* _Text shown_:
begin

L-R: Ansys’ Pond, Cadence’s Lamant, Synopsys’ Heins

SE: What will be the domains and the form factors for photonics?

Pond: With the Lumerical tools at Ansys, we deal with photonics more broadly. If I take out my cell phone today, it’s completely full of photonic devices. I’ve got a display, which is very challenging to make. I’ve got all kinds of cameras, such as time-of-flight cameras. I may have VCSELs arrays for facial recognition, so there are a lot of photonics already in our phones. The question is, ‘Is it going to be integrated photonics or silicon photonics?’ I see less need there, than in some of the compute-for-AI things in data centers, where connecting GPUs for high-bandwidth, low power communication is key. It’s not so easy to see right now where that type of optical interconnect would fit onto a cell phone.

Heins: One example of a change in form factor enabled by photonics is lidar. You used to see lidar-equipped cars drive around with what I call the ‘Kentucky Fried Chicken bucket’ on top. Now it’s all solid-state, built into the frame of the car. They care about SWaP (size, weight, and power).

Pond: And cost.

end

* _Short problem A_: In the photonics discussion, what does Heins say lidar-equipped cars used to carry on top?
* _Short problem B_: Carry on the photonics discussion from its last line, "And cost."

* _Data_:
begin

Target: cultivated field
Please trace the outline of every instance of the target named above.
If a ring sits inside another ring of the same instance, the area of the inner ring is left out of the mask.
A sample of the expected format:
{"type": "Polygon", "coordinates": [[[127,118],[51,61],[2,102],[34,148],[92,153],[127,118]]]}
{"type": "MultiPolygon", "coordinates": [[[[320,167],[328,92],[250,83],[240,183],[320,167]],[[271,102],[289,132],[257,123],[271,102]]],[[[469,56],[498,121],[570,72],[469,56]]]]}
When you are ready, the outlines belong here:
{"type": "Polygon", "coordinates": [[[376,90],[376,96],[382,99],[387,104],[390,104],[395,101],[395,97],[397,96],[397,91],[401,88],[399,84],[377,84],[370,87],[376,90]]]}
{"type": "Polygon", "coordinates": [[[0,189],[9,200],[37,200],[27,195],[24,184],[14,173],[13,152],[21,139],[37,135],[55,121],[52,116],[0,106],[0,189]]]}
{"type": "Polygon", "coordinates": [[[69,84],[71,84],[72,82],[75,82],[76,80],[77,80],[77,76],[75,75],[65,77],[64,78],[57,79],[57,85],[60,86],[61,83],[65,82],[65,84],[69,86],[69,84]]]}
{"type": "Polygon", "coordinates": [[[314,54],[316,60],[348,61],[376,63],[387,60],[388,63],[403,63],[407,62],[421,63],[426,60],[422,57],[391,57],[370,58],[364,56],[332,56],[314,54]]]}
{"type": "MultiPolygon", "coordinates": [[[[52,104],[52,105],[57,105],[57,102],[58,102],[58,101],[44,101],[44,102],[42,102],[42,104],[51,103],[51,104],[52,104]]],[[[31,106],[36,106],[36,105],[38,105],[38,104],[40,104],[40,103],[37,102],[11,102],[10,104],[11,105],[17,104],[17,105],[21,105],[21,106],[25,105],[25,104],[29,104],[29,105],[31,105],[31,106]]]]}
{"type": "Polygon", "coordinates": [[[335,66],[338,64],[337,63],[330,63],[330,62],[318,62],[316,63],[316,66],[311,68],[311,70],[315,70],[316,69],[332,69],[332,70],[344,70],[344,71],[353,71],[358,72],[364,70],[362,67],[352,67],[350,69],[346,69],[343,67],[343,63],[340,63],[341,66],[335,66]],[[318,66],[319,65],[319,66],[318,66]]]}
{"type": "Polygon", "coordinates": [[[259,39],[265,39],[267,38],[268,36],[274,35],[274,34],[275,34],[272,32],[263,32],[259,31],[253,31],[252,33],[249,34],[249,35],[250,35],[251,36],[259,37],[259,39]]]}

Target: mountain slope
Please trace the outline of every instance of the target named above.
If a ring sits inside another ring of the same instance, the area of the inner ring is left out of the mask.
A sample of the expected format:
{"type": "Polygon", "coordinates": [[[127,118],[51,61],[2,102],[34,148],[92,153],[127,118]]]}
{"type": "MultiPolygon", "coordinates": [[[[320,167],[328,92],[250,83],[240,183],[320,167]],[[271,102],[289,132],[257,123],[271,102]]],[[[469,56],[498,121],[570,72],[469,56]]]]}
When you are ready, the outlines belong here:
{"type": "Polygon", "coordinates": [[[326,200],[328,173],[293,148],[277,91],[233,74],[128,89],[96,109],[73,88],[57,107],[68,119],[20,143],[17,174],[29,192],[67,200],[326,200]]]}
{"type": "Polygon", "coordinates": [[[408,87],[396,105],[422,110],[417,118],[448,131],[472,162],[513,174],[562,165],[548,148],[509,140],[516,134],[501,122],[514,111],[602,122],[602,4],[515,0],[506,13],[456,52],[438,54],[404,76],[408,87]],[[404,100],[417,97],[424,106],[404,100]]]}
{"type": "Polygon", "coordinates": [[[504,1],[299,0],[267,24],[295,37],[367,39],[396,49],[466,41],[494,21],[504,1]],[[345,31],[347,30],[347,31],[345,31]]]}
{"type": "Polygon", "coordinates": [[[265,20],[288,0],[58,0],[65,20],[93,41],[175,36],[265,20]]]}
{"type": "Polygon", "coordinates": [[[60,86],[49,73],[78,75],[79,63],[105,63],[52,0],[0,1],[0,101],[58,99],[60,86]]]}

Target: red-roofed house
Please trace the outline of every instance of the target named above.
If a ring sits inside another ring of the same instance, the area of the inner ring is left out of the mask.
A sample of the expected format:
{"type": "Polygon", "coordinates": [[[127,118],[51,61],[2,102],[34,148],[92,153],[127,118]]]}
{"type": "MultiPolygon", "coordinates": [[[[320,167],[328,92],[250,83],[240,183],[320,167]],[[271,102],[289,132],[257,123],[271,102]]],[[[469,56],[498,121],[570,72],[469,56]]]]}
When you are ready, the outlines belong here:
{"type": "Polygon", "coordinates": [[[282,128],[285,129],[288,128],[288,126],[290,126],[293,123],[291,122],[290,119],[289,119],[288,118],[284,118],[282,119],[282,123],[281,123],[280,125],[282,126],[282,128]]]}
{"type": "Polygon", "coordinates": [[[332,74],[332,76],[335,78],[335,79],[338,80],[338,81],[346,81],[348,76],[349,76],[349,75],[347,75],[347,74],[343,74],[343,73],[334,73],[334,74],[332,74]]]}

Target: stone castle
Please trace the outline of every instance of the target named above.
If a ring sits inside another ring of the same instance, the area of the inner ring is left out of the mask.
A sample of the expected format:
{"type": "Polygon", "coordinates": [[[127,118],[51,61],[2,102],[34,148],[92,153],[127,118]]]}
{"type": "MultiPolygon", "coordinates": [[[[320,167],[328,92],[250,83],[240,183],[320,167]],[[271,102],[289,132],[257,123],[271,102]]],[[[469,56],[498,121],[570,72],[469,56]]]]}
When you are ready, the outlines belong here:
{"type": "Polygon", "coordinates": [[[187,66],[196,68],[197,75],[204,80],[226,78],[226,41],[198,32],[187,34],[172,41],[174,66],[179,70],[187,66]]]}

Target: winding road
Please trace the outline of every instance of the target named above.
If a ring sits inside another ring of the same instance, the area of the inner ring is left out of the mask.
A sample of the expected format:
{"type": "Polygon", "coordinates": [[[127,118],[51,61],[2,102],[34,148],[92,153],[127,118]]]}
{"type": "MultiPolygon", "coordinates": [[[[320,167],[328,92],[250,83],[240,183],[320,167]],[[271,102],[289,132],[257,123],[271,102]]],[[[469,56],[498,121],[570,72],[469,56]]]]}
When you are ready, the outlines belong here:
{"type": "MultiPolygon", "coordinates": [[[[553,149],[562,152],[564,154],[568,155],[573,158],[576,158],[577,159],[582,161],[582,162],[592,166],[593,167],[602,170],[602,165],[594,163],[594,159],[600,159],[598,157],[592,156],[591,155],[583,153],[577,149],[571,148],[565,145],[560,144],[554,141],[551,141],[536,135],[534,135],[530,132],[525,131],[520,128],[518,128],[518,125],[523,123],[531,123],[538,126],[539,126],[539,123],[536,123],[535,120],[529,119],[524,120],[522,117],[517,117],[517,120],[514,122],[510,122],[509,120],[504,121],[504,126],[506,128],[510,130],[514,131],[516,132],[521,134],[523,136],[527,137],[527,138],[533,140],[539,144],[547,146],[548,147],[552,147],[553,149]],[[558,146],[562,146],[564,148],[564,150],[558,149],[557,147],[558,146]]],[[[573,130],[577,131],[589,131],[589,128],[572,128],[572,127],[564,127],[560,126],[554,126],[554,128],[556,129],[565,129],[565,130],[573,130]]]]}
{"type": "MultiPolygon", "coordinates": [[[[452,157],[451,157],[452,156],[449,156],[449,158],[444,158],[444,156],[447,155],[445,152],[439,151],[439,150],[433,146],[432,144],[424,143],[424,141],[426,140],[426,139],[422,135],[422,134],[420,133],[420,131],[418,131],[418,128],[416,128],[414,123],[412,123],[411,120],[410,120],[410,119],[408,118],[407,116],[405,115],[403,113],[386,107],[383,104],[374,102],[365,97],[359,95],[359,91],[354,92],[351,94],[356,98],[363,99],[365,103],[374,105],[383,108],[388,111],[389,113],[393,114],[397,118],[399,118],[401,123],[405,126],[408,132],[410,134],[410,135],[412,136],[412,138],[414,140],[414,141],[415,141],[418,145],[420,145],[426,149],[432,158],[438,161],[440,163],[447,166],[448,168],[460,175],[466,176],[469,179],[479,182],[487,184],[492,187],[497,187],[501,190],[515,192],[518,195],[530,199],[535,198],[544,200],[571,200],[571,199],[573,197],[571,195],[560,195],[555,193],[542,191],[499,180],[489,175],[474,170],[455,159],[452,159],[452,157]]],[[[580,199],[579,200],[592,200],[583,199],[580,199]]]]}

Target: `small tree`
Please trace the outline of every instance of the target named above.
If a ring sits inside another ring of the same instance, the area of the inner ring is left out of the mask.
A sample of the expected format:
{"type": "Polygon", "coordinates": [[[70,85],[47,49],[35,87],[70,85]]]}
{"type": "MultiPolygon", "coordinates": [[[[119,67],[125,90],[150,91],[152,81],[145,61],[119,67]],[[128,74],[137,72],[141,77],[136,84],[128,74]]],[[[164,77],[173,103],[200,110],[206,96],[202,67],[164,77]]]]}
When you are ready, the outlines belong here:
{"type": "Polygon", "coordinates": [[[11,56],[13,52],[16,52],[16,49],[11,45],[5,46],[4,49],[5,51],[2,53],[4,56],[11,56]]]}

end

* _Response A_: What he calls the "Kentucky Fried Chicken bucket."

* _Response B_:
Heins: Exactly. Anytime you have things that are cost-sensitive, integration is a good thing. It also improves your reliability. Additionally, there is Industry 4.0, which is the idea that sensors are going in everywhere in our manufacturing processes. In semiconductors, we’re used to it because it’s quite a complex process. But there are a lot of manufacturing processes that could benefit from sensing. Pipelines are a great example. You’re looking for gas leaks. Is propane coming out, or some other kind of nasty substance that you don’t want floating in the air? All these things can be sensed through sensors that are built with photonics, so photonics could easily end up in those kinds of applications, as well.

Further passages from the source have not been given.